▶ **WHAT YOU WILL DO**:
1 – In the text on the plant genus Turnera, what search result supports calling Turnera diffusa the most representative species of its genus? Answer in one to three sentences.
2 – Carry on the text about the plant genus Turnera from the point where it stops.

▶ **DOCUMENT EXCERPT**:
━━━━━━━━━━━━━━━━━━━━
Turnera L. is a genus of plants, of which around one hundred and twenty-eight species of American origin and two of African origin have been reported [1]. In the Americas, it is distributed in semi-arid areas of Mexico, Central America, the Caribbean islands, and South America [2].
Turnera diffusa Willd. ex Schult. (Turneraceae), generally known as damiana, is the most representative species of its genus. In a PubMed search of publications covering the last 10 years, 92 articles referring to Turnera were found. The same number was found for Turnera diffusa, while in second and third place were Turnera subulata Sm. (Turneraceae) (16 mentions) and Turnera. ulmifolia L. (Turneraceae) (10 mentions), respectively.
T. diffusa has been part of folk medicine since ancient times and was considered to be one of the most important therapeutic agents in ancient Mayan civilization [3].
━━━━━━━━━━━━━━━━━━━━
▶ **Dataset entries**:

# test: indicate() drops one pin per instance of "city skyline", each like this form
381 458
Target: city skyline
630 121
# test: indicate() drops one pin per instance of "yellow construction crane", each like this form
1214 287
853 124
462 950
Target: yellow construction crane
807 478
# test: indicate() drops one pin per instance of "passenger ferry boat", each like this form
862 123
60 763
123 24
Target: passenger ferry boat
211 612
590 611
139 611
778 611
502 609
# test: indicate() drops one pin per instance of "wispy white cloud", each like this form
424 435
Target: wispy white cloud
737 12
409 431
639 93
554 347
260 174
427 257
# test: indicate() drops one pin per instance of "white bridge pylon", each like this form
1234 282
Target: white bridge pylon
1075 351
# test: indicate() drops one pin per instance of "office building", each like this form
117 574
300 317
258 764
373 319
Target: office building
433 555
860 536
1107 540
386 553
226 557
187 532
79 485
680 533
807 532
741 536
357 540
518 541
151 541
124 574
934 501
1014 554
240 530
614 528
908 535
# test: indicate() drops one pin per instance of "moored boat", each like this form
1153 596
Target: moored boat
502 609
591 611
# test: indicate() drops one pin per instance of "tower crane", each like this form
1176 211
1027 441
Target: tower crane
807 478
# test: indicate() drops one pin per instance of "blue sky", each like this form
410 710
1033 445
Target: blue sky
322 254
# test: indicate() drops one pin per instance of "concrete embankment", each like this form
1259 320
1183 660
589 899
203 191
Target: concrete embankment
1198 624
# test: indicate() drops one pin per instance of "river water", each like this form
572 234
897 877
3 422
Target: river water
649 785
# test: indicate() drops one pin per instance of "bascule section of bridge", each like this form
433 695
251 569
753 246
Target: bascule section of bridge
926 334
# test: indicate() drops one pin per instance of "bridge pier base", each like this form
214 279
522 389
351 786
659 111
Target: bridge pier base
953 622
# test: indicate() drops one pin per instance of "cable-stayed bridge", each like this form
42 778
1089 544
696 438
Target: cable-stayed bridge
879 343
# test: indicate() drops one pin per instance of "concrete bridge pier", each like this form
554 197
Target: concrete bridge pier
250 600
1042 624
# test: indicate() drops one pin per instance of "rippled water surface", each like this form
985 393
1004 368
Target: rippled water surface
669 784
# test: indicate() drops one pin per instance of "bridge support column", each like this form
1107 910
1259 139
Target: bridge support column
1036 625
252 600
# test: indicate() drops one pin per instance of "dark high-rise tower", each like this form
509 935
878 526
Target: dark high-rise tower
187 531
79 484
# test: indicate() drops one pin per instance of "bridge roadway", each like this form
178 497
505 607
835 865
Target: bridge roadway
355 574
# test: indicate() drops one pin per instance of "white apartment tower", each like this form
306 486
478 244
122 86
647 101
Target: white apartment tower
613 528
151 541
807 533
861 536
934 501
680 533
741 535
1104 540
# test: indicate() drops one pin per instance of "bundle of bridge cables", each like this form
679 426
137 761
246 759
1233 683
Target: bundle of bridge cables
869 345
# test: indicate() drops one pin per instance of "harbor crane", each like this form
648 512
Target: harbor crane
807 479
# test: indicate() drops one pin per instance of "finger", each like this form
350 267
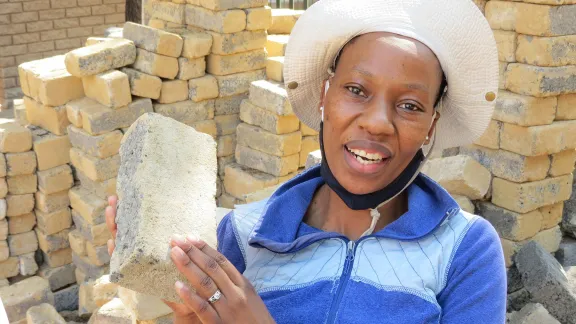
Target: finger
200 281
110 244
201 307
220 259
━━━━━━━━━━━━━━━━━━━━
▶ **RESULTS FOR THE EXERCISE**:
1 – A PubMed search of the last 10 years found 92 articles referring to Turnera, and the same number referred to Turnera diffusa. The next species, Turnera subulata and Turnera ulmifolia, had only 16 and 10 mentions.

2 –
In a previous review, ethnobotanical and phytochemical information on the plants of this genus was collected and categorized as well as details of their bioactivity [4]. Since then, much new scientific information has appeared, so the objective of the present revision is to collate the experimental data published in the last 10 years (2013–2023) that reveal some of the biological activities reported for the plants of the genus, with particular emphasis on T. diffusa. Several biological actions such as adaptogenic as well as gastroprotective activities have not been included in this review, considering that we did not find new information published after the abovementioned revision.
The name for the species mentioned in each report corresponds to that assigned by the authors of each original article. However, when the name does not coincide with the species included in the classification proposed by Rocha et al. [1], the species to which the synonym corresponds is indicated in parentheses. Synonyms used in the text were corroborated with the Plants of the World database [5].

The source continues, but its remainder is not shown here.